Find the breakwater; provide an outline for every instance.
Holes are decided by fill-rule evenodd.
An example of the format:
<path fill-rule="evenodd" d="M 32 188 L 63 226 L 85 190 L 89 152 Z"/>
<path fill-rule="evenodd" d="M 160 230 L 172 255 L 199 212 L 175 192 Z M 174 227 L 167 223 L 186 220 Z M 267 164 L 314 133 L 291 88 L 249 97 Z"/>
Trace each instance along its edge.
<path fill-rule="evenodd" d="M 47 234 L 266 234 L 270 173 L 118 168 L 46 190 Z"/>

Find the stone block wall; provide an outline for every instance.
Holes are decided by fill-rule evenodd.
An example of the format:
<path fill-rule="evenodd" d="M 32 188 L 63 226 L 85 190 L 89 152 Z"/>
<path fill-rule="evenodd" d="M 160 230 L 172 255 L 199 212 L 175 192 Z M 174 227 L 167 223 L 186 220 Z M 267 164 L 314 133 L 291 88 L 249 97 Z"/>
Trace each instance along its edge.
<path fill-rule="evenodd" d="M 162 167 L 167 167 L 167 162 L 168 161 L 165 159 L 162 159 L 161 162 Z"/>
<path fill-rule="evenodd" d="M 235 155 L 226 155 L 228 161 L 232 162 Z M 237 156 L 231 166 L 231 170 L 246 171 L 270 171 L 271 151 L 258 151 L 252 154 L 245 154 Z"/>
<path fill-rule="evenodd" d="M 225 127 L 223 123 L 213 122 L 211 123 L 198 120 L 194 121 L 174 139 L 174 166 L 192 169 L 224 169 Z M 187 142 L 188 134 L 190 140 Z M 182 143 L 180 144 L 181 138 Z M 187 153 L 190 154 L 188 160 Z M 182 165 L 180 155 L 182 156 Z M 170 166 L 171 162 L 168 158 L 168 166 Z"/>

▸ **SET PROBLEM**
Copy every line above verbatim, from the first through the last, preserving each character and blank line unchanged.

▸ **TASK ANSWER**
Find the breakwater; provide an outline for every instance.
Holes are decided by fill-rule evenodd.
An example of the format:
<path fill-rule="evenodd" d="M 32 188 L 63 226 L 85 190 L 89 152 Z"/>
<path fill-rule="evenodd" d="M 160 230 L 172 255 L 199 212 L 175 192 Z M 174 227 L 167 223 L 186 220 Z M 267 164 L 314 133 L 291 88 L 249 97 Z"/>
Trace each instance along its edge.
<path fill-rule="evenodd" d="M 47 234 L 266 234 L 270 173 L 118 168 L 46 190 Z"/>

Find the stone block wall; provide an outline for every instance.
Holes are decided by fill-rule evenodd.
An example of the format:
<path fill-rule="evenodd" d="M 32 188 L 63 226 L 85 190 L 89 152 Z"/>
<path fill-rule="evenodd" d="M 160 230 L 172 255 L 199 212 L 175 192 Z M 174 227 L 167 223 L 186 220 Z M 267 164 L 314 133 L 291 88 L 249 97 Z"/>
Trace each instance along its edge.
<path fill-rule="evenodd" d="M 162 167 L 167 167 L 167 162 L 168 161 L 165 159 L 162 159 L 161 162 Z"/>
<path fill-rule="evenodd" d="M 235 155 L 226 155 L 228 161 L 232 162 Z M 237 156 L 231 166 L 231 170 L 246 171 L 270 171 L 271 151 L 258 151 L 252 154 L 245 154 Z"/>
<path fill-rule="evenodd" d="M 225 127 L 223 123 L 213 122 L 211 123 L 198 120 L 194 121 L 174 139 L 174 166 L 192 169 L 224 169 Z M 187 142 L 188 134 L 190 140 Z M 182 143 L 180 144 L 181 138 Z M 187 153 L 190 154 L 188 160 Z M 182 165 L 180 155 L 182 156 Z M 170 166 L 171 162 L 168 158 L 168 166 Z"/>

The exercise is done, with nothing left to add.